▶ _Tasks to complete_:
A. Answer these three questions from the text on pregnancy warning signs:
(i) Where does the fertilised egg implant in an ectopic pregnancy?
(ii) As a general rule, how many kicks should there be in two hours?
(iii) What are false labour contractions called?
B. Can you echo the text on pregnancy warning signs from "Contractions in third" up to and including "Seek medical attention."?

▶ _Document extract_:
★ ★ ★ ★
Bleeding. Bleeding means different things throughout your pregnancy. If you are bleeding heavily and have severe abdominal pain and menstrual-like cramps or feel like you are going to faint during first trimester, it could be a sign of an ectopic pregnancy. Ectopic pregnancy, which occurs when the fertilised egg implants somewhere other than the uterus, can be life-threatening.
Severe nausea and vomiting. It’s common to have some nausea when you’re pregnant. If it gets to be severe, that may be more serious. If you can’t eat or drink anything, you run the risk of becoming dehydrated. Your doctor may prescribe medication or advise changing your diet.
Baby’s activity level declines. What does it mean if your previously active baby seems to have less energy? It may be normal. But how can you tell? Some troubleshooting can help determine if there is a problem. Drink something cold or eat something. Then lie on your side to see if this gets the baby moving. Counting kicks can also help. As a general rule, you should have 10 or more kicks in two hours. Anything less should prompt a phone call to your doctor.
Contractions in third trimester. Contractions could be a sign of pre-term labour. False labour contractions are called Braxton-Hicks contractions. They’re non-rhythmic and do not increase in intensity. They will subside in an hour or with hydration. But regular contractions are about 10 minutes apart or less and increase in intensity. If you’re in your third trimester and think you’re having contractions, call your doctor right away. If it is too early for the baby to be born, your doctor may be able to stop labour.
Your water breaks. You walk into the kitchen and feel a flood of water rush down your legs. Your water could have broken, but during pregnancy the enlarged uterus can cause pressure on your bladder too. So it could be urine leakage. If you are not sure, go to the bathroom and empty your bladder. If the fluid continues, then you have broken your water. Seek medical attention.
★ ★ ★ ★
(Image-grounded pointing data)

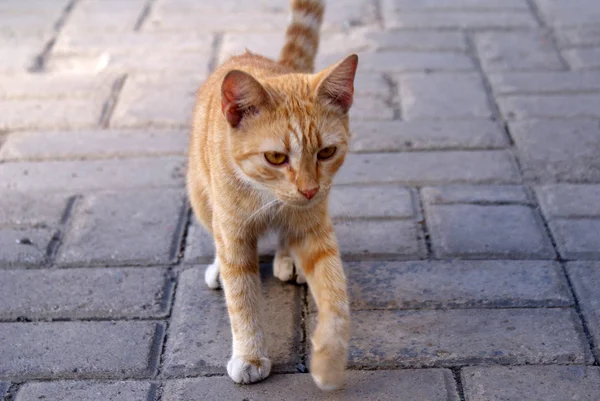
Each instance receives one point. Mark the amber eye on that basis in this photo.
(326, 153)
(276, 158)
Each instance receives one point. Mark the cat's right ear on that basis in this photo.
(241, 96)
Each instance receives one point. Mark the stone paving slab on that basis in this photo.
(74, 176)
(124, 228)
(108, 293)
(382, 385)
(93, 144)
(79, 349)
(586, 282)
(87, 391)
(385, 339)
(406, 136)
(199, 337)
(531, 383)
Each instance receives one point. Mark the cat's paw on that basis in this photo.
(245, 372)
(211, 276)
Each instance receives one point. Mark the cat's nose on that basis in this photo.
(309, 193)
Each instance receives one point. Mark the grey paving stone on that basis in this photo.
(429, 168)
(377, 239)
(443, 96)
(199, 338)
(62, 350)
(386, 136)
(531, 383)
(486, 231)
(381, 385)
(456, 284)
(577, 238)
(550, 107)
(542, 82)
(84, 293)
(87, 391)
(137, 227)
(586, 282)
(475, 194)
(532, 50)
(583, 59)
(371, 201)
(25, 246)
(71, 176)
(93, 144)
(569, 201)
(553, 151)
(385, 339)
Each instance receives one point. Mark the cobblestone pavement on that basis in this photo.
(468, 213)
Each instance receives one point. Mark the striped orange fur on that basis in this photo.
(267, 139)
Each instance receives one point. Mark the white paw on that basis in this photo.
(244, 372)
(211, 276)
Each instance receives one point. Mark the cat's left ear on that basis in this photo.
(242, 96)
(336, 87)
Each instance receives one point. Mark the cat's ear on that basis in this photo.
(336, 87)
(241, 95)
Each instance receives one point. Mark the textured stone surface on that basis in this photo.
(470, 336)
(531, 383)
(88, 391)
(429, 168)
(199, 338)
(412, 385)
(553, 151)
(485, 231)
(129, 227)
(387, 136)
(79, 349)
(84, 293)
(442, 96)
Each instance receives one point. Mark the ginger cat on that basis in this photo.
(267, 139)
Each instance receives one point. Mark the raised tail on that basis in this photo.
(302, 35)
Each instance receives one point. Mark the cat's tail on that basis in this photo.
(302, 35)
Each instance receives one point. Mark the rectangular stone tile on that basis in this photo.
(385, 339)
(551, 107)
(388, 201)
(390, 136)
(380, 385)
(71, 176)
(24, 246)
(87, 391)
(585, 277)
(84, 293)
(486, 231)
(577, 238)
(479, 194)
(199, 339)
(456, 284)
(531, 383)
(443, 96)
(541, 82)
(380, 239)
(429, 168)
(534, 50)
(79, 349)
(93, 144)
(553, 151)
(138, 227)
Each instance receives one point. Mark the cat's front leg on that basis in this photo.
(318, 255)
(238, 263)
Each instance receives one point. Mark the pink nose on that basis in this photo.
(309, 193)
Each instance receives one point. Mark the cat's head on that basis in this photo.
(289, 134)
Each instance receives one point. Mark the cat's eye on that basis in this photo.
(276, 158)
(326, 153)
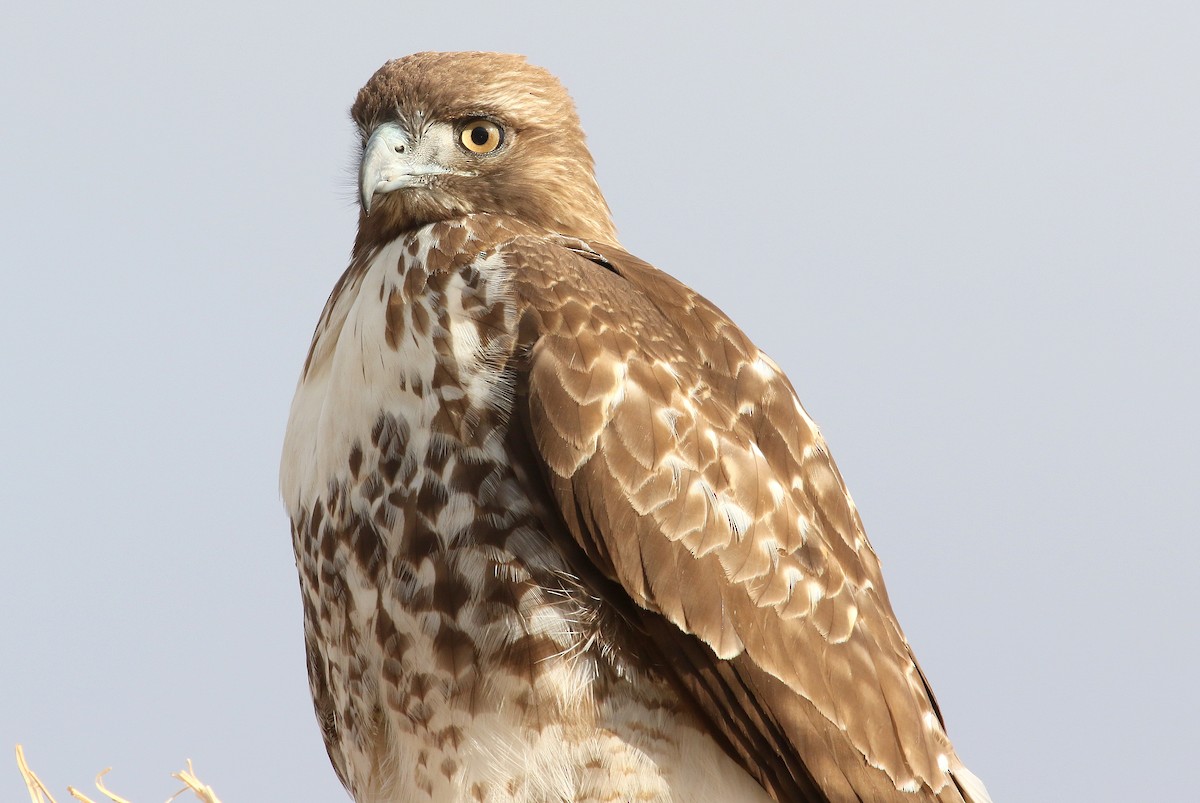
★ ★ ★ ★
▶ _Solutions per task_:
A.
(i) Somewhere other than the uterus.
(ii) 10 or more.
(iii) Braxton-Hicks contractions.

B.
Contractions in third trimester. Contractions could be a sign of pre-term labour. False labour contractions are called Braxton-Hicks contractions. They’re non-rhythmic and do not increase in intensity. They will subside in an hour or with hydration. But regular contractions are about 10 minutes apart or less and increase in intensity. If you’re in your third trimester and think you’re having contractions, call your doctor right away. If it is too early for the baby to be born, your doctor may be able to stop labour.
Your water breaks. You walk into the kitchen and feel a flood of water rush down your legs. Your water could have broken, but during pregnancy the enlarged uterus can cause pressure on your bladder too. So it could be urine leakage. If you are not sure, go to the bathroom and empty your bladder. If the fluid continues, then you have broken your water. Seek medical attention.